• _Challenge A_: Explain briefly why Marsha Stelson Edney is listed twice among the counsel in the case caption.
** Start Extract provided **
189 F.R.D. 1

THE CRUDE COMPANY, Plaintiff/Counterclaim-Defendant, v. UNITED STATES DEPARTMENT OF ENERGY and Federal Energy Regulatory Commission, Defendants, and The United States of America, Defendant/Counterclaim-Plaintiff.

No. Civ.A. 94-00035 SS.

United States District Court, District of Columbia.

Sept. 1, 1999.

Victoria Radd Rollins, John Wesley Vardaman, Jr., Michael Richard Pompeo, Williams & Connolly, Washington, DC, Robert Lester Weinberg, Arlington, VA, William Morton Wiltshire, Harris, Wiltshire & Grannis, LLP, Washington, DC, for plaintiff.

Marsha Stelson Edney, U.S. Department of Justice, Washington, DC, William R. Kirschner, Federal Programs Branch, Civil Division, Washington, DC, Thomas William Millet, IV, U.S. Department of Justice, Washington, DC, for Federal Energy Regulatory Commission, Doe, United States of America, defendants.

Victoria Radd Rollins, Williams & Connolly, Washington, DC, for Marvin Davis, Non Party.

Marsha Stelson Edney, U.S. Department of Justice, Washington, DC, for United States of America, counter-claimant.
** End Extract provided **
• _Challenge B_: Identify every line in the entries that contains the word "white", and copy each such line.
** Start Recorded data **
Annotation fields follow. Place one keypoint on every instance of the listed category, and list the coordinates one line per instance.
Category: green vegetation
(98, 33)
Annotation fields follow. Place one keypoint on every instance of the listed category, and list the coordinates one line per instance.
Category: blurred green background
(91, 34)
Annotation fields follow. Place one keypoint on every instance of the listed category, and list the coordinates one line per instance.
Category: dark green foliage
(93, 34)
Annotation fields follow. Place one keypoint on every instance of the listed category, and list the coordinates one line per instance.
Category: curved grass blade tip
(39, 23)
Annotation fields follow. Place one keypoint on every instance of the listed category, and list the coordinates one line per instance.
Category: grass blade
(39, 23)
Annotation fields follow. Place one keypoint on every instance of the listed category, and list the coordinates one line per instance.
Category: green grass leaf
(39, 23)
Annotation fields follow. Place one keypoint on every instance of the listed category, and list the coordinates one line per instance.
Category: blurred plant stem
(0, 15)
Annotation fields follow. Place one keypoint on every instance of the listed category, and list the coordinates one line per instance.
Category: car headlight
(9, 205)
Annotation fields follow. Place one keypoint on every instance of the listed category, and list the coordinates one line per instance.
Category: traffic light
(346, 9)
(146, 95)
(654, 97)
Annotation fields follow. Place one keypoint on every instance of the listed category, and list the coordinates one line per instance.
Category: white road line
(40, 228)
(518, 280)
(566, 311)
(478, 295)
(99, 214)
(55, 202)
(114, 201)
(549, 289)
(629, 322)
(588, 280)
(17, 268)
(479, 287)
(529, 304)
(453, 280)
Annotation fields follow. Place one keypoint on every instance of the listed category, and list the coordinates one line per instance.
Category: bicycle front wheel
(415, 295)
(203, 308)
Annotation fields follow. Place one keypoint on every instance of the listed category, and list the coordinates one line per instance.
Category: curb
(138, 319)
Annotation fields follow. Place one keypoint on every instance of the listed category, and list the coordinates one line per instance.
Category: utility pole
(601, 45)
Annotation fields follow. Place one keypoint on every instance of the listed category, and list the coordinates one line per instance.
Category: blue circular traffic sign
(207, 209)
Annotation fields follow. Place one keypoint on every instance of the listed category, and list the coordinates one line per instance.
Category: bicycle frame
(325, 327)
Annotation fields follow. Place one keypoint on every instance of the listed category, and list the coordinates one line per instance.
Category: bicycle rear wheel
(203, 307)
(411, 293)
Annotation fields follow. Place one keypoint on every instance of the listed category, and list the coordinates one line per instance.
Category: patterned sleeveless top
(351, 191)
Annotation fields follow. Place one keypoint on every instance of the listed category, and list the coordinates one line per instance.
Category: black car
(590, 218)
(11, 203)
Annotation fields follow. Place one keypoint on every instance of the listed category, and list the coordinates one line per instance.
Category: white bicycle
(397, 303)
** End Recorded data **
• _Complete response A_: She appears once as counsel for the Federal Energy Regulatory Commission, Doe, and the United States of America as defendants. She appears again as counsel for the United States of America as counter-claimant.

• _Complete response B_:
Category: white road line
Category: white bicycle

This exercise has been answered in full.